Provided data -
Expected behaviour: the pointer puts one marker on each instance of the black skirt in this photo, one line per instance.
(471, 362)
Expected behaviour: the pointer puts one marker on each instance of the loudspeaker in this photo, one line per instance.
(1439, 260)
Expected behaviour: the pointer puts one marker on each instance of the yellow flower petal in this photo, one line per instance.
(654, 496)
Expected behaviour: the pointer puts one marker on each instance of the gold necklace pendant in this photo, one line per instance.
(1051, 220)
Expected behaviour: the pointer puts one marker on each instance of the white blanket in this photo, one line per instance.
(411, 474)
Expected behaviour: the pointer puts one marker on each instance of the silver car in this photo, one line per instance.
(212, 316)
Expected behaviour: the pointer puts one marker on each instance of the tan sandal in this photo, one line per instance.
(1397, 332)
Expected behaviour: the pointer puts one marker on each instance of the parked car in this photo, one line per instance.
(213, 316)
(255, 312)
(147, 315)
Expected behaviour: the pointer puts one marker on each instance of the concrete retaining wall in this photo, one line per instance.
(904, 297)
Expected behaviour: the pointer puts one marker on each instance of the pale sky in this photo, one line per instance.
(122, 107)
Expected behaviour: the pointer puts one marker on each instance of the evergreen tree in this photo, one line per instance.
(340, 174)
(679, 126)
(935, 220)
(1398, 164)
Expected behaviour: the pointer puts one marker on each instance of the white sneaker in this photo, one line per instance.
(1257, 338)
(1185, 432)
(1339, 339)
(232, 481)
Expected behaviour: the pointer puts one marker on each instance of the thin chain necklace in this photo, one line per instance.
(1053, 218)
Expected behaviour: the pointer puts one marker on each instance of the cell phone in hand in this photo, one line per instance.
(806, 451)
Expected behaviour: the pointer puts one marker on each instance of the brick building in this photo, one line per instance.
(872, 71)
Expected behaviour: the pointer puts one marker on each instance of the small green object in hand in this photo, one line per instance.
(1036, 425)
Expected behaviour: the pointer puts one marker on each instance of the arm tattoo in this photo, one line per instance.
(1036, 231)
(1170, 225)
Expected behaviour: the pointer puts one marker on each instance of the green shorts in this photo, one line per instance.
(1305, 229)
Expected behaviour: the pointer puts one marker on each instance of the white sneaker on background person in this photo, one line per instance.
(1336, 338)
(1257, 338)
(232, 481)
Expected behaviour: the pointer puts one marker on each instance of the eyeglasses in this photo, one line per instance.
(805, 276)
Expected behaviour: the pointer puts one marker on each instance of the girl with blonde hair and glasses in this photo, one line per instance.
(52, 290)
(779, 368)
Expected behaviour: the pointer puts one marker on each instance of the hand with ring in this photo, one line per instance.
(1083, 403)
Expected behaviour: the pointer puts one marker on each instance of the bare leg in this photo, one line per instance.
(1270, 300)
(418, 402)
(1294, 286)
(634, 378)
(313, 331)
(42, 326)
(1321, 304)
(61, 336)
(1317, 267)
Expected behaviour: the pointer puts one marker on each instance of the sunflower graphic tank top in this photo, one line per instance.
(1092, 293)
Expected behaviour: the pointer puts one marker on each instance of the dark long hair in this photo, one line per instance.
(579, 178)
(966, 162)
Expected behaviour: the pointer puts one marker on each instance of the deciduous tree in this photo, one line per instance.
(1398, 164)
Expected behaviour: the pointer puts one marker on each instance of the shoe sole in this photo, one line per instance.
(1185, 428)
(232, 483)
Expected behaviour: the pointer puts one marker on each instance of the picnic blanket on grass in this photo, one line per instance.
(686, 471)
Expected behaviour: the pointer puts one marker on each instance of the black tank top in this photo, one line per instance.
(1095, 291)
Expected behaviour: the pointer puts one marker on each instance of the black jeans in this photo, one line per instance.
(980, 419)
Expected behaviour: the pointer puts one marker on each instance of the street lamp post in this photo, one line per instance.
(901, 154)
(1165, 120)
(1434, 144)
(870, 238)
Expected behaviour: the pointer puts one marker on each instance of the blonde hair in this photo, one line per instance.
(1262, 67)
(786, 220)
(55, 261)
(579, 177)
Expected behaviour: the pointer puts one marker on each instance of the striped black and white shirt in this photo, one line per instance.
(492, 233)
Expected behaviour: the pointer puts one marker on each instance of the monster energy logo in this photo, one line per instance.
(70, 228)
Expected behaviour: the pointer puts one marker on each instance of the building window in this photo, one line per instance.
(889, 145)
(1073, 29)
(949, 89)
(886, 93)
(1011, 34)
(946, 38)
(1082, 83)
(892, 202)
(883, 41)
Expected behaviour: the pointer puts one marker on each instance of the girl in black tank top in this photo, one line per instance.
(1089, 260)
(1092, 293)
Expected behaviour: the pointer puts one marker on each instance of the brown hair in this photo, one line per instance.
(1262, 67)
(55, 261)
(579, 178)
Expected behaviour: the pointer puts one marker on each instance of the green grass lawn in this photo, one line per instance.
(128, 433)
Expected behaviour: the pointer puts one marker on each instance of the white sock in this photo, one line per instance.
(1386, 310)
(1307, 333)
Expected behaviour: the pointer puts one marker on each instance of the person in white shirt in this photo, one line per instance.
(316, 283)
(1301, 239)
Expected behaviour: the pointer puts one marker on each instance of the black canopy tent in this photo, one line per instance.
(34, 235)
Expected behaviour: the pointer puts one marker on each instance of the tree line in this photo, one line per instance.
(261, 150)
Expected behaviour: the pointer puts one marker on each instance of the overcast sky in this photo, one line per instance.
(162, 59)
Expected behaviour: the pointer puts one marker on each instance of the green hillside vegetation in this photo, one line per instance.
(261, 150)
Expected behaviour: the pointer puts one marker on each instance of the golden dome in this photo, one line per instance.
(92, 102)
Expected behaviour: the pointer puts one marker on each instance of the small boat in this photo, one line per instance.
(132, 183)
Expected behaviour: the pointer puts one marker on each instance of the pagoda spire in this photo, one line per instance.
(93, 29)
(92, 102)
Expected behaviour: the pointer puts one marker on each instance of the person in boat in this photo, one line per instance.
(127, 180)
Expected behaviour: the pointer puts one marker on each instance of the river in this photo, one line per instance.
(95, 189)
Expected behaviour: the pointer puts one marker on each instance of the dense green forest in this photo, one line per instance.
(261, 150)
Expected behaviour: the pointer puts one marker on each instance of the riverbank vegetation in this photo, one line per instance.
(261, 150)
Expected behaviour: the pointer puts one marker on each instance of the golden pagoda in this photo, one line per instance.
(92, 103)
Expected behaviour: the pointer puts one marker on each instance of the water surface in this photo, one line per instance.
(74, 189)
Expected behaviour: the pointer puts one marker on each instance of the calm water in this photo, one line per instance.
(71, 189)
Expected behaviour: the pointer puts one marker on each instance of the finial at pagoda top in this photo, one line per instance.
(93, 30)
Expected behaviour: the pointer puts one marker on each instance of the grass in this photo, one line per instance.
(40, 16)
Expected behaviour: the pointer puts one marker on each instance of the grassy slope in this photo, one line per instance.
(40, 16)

Instructions to follow -
Nothing in the listing may be changed; retype it all exactly.

Expected answer -
Expected behaviour: the pointer puts one marker on each instance of the black skirt in this photo, one line per instance.
(471, 362)
Expected behaviour: the pointer puts one marker on each instance of the loudspeaker in this photo, one line per instance.
(1439, 260)
Expected behaviour: the pointer puts one marker on each instance of the yellow flower petal in this photo, one line per instance.
(654, 496)
Expected behaviour: the pointer puts one marker on each instance of the gold necklace pendant in this photo, one line per instance.
(1051, 220)
Expected behaviour: the pointer puts one marker on each instance of the white blanket in this photo, one line per instance.
(411, 474)
Expected behaviour: the pointer puts one marker on each instance of the silver car in this photo, one line per instance.
(212, 316)
Expected behaviour: the pointer puts one marker on each instance of the tan sandal in this photo, one line per instance.
(1397, 332)
Expected behaviour: the pointer puts one marker on each instance of the parked car in this photo, one line per instance.
(213, 316)
(255, 312)
(147, 315)
Expected behaviour: the pointer puts one marker on each instance of the concrete retaining wall in this photo, one line per instance.
(904, 297)
Expected behaviour: the pointer puts one marker on each instance of the pale sky in this photo, one line per instance.
(122, 107)
Expected behaviour: the pointer puts one marker on each instance of the evergreen tree in this photo, one line per instance.
(340, 174)
(679, 126)
(935, 220)
(1398, 164)
Expected behaviour: the pointer puts one marker on each instance of the white sneaker in this photo, one line per instance.
(1257, 338)
(1185, 432)
(1339, 339)
(232, 481)
Expected behaviour: the pointer puts one marker on each instance of the thin chain necklace in this photo, one line per instance.
(1053, 218)
Expected behaviour: the pointer puts one marker on each instance of the cell phone in hand in this photo, one line per instance.
(806, 451)
Expected behaviour: the pointer puts one marker on each instance of the brick building in this photo, one line per instance.
(872, 71)
Expected behaviour: the pointer puts one marker on each instance of the small green object in hand in this photo, one line per instance.
(1036, 425)
Expected behaviour: the pointer puts one marker on each instance of the arm tattoo in this photo, one line per instance.
(1036, 231)
(1170, 225)
Expected behaviour: the pointer puts one marker on each instance of the green shorts in this photo, one line per instance.
(1305, 229)
Expected behaviour: the pointer puts one marker on each instance of the white sneaker on background person in this photo, one line per instance.
(1336, 338)
(1257, 338)
(232, 481)
Expected behaviour: the pointer puts one marker on each instance of the eyeglasses in this photo, one line per instance.
(805, 276)
Expected behaviour: the pointer puts one marker on each instance of the girl with blonde hair and glasses in this photo, one line per instance.
(52, 290)
(779, 368)
Expected behaviour: the pointer puts one marker on each instance of the hand with ring in this photo, one line per instance.
(1083, 403)
Expected behaviour: the pointer puts one marker on each instance of the bare leg in this photo, one line per instance.
(1270, 300)
(418, 402)
(1294, 286)
(634, 378)
(313, 331)
(42, 326)
(1321, 304)
(61, 336)
(1317, 267)
Expected behaviour: the pointer puts one marker on each instance of the sunflower graphic tank top in this photo, one line per instance.
(1092, 293)
Expected behaviour: the pointer puts one marker on each instance of the dark long hair in this photo, one line per instance.
(579, 178)
(966, 162)
Expected behaviour: the pointer puts one marker on each instance of the deciduous tree in this photo, one line per instance.
(1398, 164)
Expected behaviour: the pointer puts one marker on each instance of the shoe sole in this photo, one line per instance.
(1185, 428)
(232, 483)
Expected behaviour: the pointer puts one marker on each instance of the picnic blanket on grass in this photo, one line per instance.
(686, 471)
Expected behaviour: the pointer puts one marker on each instance of the black tank top in this photo, one line per instance.
(1095, 291)
Expected behaviour: the pointer puts one marker on each instance of the black jeans in this photo, one line per instance.
(980, 419)
Expected behaviour: the pointer puts one marker on each instance of the street lamp post in this photo, one line per instance.
(901, 154)
(1165, 120)
(1434, 144)
(870, 238)
Expected behaviour: the pointer puts one marker on each instance of the blonde hair in this photo, one line per instance.
(1262, 67)
(786, 220)
(55, 261)
(579, 177)
Expected behaviour: the pointer puts one marker on each instance of the striped black and white shirt in this photo, one line per instance.
(492, 233)
Expected behaviour: the pointer puts one marker on each instance of the monster energy logo in this photo, one line per instance.
(70, 228)
Expected behaviour: the pointer puts one marker on each instance of the building window in this photo, one line per instance.
(889, 145)
(1073, 29)
(949, 89)
(886, 93)
(1011, 34)
(946, 38)
(1082, 83)
(892, 202)
(883, 41)
Expected behaviour: the pointer puts one marker on each instance of the girl in black tank top in this photo, one line per instance.
(1089, 260)
(1092, 293)
Expected behaviour: the pointer puts one marker on each instance of the brown hair in this photo, one line per instance.
(1262, 67)
(55, 261)
(579, 178)
Expected behaviour: the pointer puts one marker on each instance of the green grass lawn in this photo, one line per instance.
(128, 433)
Expected behaviour: the pointer puts one marker on each instance of the white sock in this photo, one line per instance.
(1386, 310)
(1307, 333)
Expected behaviour: the pointer puts one marker on each instance of the person in white shirt in this photo, one line per instance.
(316, 283)
(1301, 239)
Expected behaviour: the pointer puts one marker on each instance of the black canopy tent in this photo, one line per instance.
(34, 235)
Expected behaviour: the pointer puts one marker on each instance of the tree line in this photo, one line per instance.
(261, 150)
Expected behaviour: the pointer puts one marker on each instance of the overcast sky in this photo, one line per instance.
(162, 59)
Expected behaviour: the pointer puts one marker on each instance of the green hillside vegetation in this photo, one line per instance.
(261, 150)
Expected behaviour: the pointer puts one marker on each instance of the golden dome in this photo, one line per instance.
(92, 102)
Expected behaviour: the pointer puts one marker on each instance of the small boat in this photo, one line per instance.
(132, 183)
Expected behaviour: the pointer puts one marker on each instance of the pagoda spire in this photo, one line per instance.
(93, 29)
(92, 102)
Expected behaviour: the pointer puts one marker on each instance of the person in boat in this photo, one line per instance.
(127, 180)
Expected behaviour: the pointer puts one marker on each instance of the river in this photo, one line per instance.
(95, 189)
Expected behaviour: the pointer puts one marker on each instance of the dense green forest in this photo, one line per instance.
(261, 150)
Expected behaviour: the pointer puts one marker on each instance of the riverbank vegetation in this photo, one line per instance.
(261, 150)
Expected behaviour: the pointer puts one marker on each instance of the golden pagoda in this photo, one line per instance.
(92, 103)
Expected behaviour: the pointer puts one marker on each instance of the water surface in this photo, one line per instance.
(74, 189)
Expected behaviour: the pointer puts one marker on each instance of the calm water in this photo, one line per instance.
(71, 189)
Expected behaviour: the pointer puts one marker on each instance of the finial at pagoda top in this photo, one line per instance.
(93, 30)
Expected behaviour: the pointer puts one marker on each instance of the grass in this photo, one line per instance.
(40, 16)
Expected behaviour: the pointer puts one marker on each instance of the grassy slope in this photo, one line per instance.
(40, 16)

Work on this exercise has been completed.